### What you need to do
Copy every line below word for word, leaving the pictures out.

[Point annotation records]
□ □ □ □ □

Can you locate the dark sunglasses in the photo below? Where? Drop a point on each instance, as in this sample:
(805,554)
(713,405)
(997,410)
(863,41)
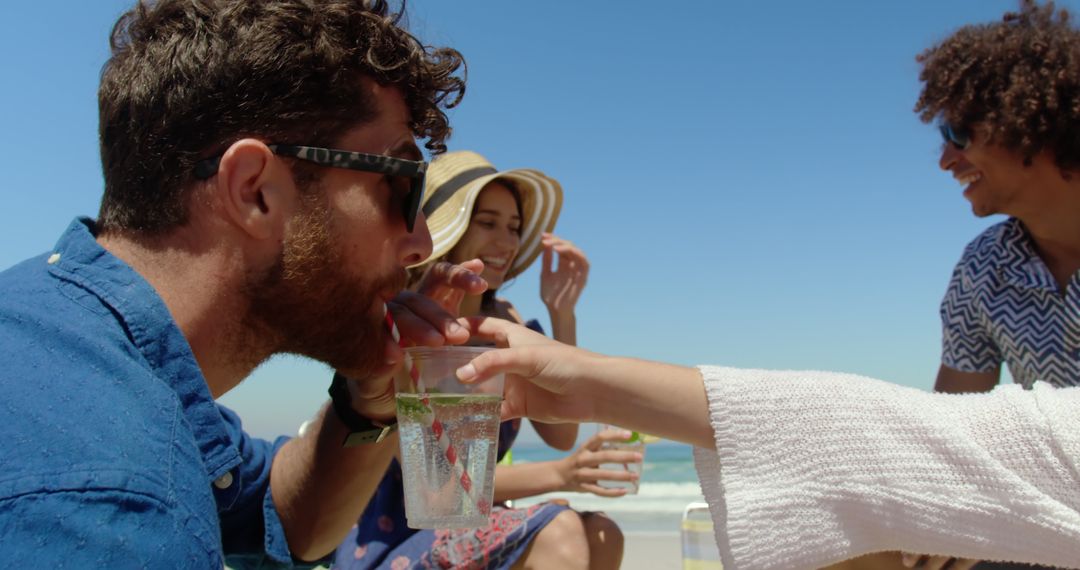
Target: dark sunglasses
(958,136)
(393,166)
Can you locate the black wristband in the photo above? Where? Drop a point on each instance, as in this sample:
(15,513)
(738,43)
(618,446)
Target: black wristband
(361,430)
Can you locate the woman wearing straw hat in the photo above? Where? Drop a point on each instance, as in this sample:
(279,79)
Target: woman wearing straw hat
(504,219)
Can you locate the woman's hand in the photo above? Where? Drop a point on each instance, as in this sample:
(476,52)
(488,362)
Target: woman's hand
(542,375)
(561,288)
(936,562)
(581,471)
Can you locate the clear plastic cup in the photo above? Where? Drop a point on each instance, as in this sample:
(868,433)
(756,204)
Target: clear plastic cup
(449,438)
(634,444)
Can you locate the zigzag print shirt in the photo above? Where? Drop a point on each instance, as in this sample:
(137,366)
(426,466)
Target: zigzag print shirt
(1002,303)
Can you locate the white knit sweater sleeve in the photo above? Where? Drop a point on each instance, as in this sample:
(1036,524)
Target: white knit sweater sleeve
(815,467)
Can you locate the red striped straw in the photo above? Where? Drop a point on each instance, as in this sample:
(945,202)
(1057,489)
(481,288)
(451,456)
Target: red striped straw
(436,426)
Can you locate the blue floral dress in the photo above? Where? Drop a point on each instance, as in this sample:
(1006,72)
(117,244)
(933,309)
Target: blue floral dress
(382,540)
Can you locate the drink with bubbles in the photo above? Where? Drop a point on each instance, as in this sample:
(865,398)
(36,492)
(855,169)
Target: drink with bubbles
(449,438)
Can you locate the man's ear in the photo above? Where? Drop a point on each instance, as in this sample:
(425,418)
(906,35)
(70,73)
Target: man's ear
(255,191)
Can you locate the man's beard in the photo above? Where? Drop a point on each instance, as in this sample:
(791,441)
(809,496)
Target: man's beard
(309,303)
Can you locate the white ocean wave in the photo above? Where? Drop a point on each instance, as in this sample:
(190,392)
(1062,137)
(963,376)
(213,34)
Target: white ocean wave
(670,498)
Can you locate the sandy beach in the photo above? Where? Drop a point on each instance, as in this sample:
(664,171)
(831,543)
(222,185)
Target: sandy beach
(652,551)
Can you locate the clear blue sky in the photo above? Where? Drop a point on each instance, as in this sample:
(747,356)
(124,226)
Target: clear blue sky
(747,178)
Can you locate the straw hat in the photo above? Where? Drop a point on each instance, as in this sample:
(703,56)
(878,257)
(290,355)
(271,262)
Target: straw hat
(455,180)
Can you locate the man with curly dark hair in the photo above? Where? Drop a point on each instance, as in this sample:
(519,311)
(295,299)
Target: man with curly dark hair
(1007,96)
(261,193)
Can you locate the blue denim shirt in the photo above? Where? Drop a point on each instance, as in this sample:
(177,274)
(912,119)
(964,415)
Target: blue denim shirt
(112,451)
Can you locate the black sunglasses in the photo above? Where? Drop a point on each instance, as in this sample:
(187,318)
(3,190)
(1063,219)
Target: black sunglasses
(958,136)
(401,168)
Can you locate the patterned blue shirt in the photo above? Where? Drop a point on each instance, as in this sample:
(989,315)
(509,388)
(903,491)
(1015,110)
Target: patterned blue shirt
(113,452)
(1003,304)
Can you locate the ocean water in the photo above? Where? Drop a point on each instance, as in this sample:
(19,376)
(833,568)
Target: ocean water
(669,484)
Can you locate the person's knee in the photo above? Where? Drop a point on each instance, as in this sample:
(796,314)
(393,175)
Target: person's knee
(603,532)
(564,538)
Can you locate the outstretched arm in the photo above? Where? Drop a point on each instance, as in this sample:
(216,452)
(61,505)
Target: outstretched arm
(804,470)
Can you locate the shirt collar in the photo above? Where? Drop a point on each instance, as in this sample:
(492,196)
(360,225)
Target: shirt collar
(1018,263)
(79,258)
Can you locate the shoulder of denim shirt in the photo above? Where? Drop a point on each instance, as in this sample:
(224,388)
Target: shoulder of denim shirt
(95,445)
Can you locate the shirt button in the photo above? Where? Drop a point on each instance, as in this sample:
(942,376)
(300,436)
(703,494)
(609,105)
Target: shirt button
(224,482)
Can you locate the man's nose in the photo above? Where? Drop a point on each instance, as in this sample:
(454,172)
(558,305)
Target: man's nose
(949,155)
(417,245)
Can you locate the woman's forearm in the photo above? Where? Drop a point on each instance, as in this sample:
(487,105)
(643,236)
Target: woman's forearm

□ □ □ □ □

### The response
Can you locate the dark sunglasses in the photo below? Where? Drop a point on each instance, as in this sample:
(805,554)
(713,405)
(997,410)
(863,41)
Target: dark sunglasses
(958,136)
(393,166)
Can you locate the black wristband in the photo above? Where? Drop a point on each instance, as in this sample:
(15,513)
(738,43)
(618,446)
Target: black wristband
(361,430)
Can you locate the woman wearing straw hat in the photo above? Where? Drop a point on each instance, as in this sample:
(279,79)
Target: woman wearing straw hat
(504,219)
Can you locate the woman's hand in the photo above? Where? Drop a point on each instance, as in this sample:
(476,52)
(488,362)
Target: woman's hand
(542,375)
(561,288)
(936,562)
(581,471)
Can you locate the clear plastic cup in the photo above? Where? Drop a point on each instance, as in this sample:
(868,433)
(756,204)
Target: clear plastic cup
(449,438)
(634,444)
Can you locate the zigzag print shirt in the photo above? Where? Drop a point on each instance, as in this sample:
(137,366)
(426,466)
Target: zigzag print shirt
(1002,303)
Can you locate the white knit sweater sleeve in the photo above? Where? Drop a point on each instance, as in this sample:
(1036,524)
Target: white knit sweater sleeve
(815,467)
Can you locate the red striped straw in the photo above? Where? Drop a point on each instance, as in this sample:
(945,202)
(1057,489)
(481,288)
(451,456)
Target: red striped straw
(436,426)
Can you locate the blue floral dress in the photo above? Where? Drop a point on each instance, as in this sample:
(1006,72)
(117,244)
(933,309)
Target: blue floral dress
(382,540)
Can you locate the drink with bubbles in the photo above? Where? Drop a point on each instance, as in this sample:
(865,398)
(36,492)
(855,169)
Target: drink with bubbles
(449,438)
Can you locate the man's ear in the photo above? Where? Drop a point on each instance, as in this sample:
(425,418)
(906,35)
(70,73)
Target: man's ear
(255,191)
Can you locate the man's beard in the photo above? Where? Drop a point on each instance, as in this sample:
(791,441)
(809,496)
Target: man's beard
(309,303)
Can you locate the white ocean wave in the photo above? Where? Drop a point on each instance, as in this sample:
(190,392)
(1062,137)
(963,376)
(213,34)
Target: white ocean wave
(670,498)
Can you locate the sandy beach in the photo above? Where? Drop a point on each instance, as in this sample:
(664,171)
(831,543)
(222,185)
Target: sandy beach
(652,551)
Can you locate the clear blue sky in the photo above? Where? Drop a point on each instance, as in this sample:
(747,356)
(124,226)
Target: clear blue sky
(747,178)
Can you locate the straw hat in the photo above? Where? Drop a point on each instance, as in this sample:
(703,56)
(878,257)
(290,355)
(271,262)
Target: straw hat
(455,180)
Can you locate the man with curly dark hair in the photo above? Where? Drop a point on each instance, as in this sample:
(519,311)
(295,299)
Target: man with curly dark hair
(1007,96)
(261,193)
Can you locate the blue denim shirt in the photo above? Where? Drop a point on each instance, as in this sample:
(177,274)
(912,119)
(964,415)
Target: blue denim shirt
(112,451)
Can you locate the black sunglasses in the photo above? Where? Drop a point on each instance, as in this sample:
(187,318)
(3,190)
(1063,219)
Target: black sunglasses
(958,136)
(401,168)
Can you locate the patterned blue shirt in the photo above? Where? Drop a point on each instance, as in this sample:
(989,315)
(509,388)
(903,491)
(1015,110)
Target: patterned blue shirt
(113,452)
(1003,304)
Can you locate the ocean water in the photo above? Where? Drop a point on each instance, as in this sample:
(19,376)
(833,568)
Target: ocean water
(669,484)
Can you locate the person's knee in the photo above? Where? Drop a point on each instance, as in this sample:
(796,314)
(393,175)
Target: person's knee
(603,532)
(564,538)
Can you locate the outstretched arm in the photo above? Where? Drop a point on each instance, as in this sample:
(216,452)
(61,505)
Target: outstretched arm
(804,470)
Can you locate the shirt collar in the photo above? Where? Drop a point on each instance, as in this sample:
(492,196)
(360,225)
Target: shirt collar
(1018,263)
(79,258)
Can you locate the shoulder of denim shirt in the photo above? Where? Drop a point on each instance, as in this sample:
(224,388)
Target: shoulder of denim shirt
(95,445)
Can you locate the shirt button in the photo above? Where? Drop a point on each instance, as in this sample:
(942,376)
(300,436)
(703,494)
(609,105)
Target: shirt button
(224,482)
Can you locate the man's nose in the photo above? Where? Drop a point on each instance, as in this sample:
(454,172)
(558,305)
Target: man's nose
(949,155)
(417,245)
Can you locate the woman's forearm in the photo above? Where? Drop a point on each instance, as in this sample:
(487,105)
(643,236)
Target: woman's forearm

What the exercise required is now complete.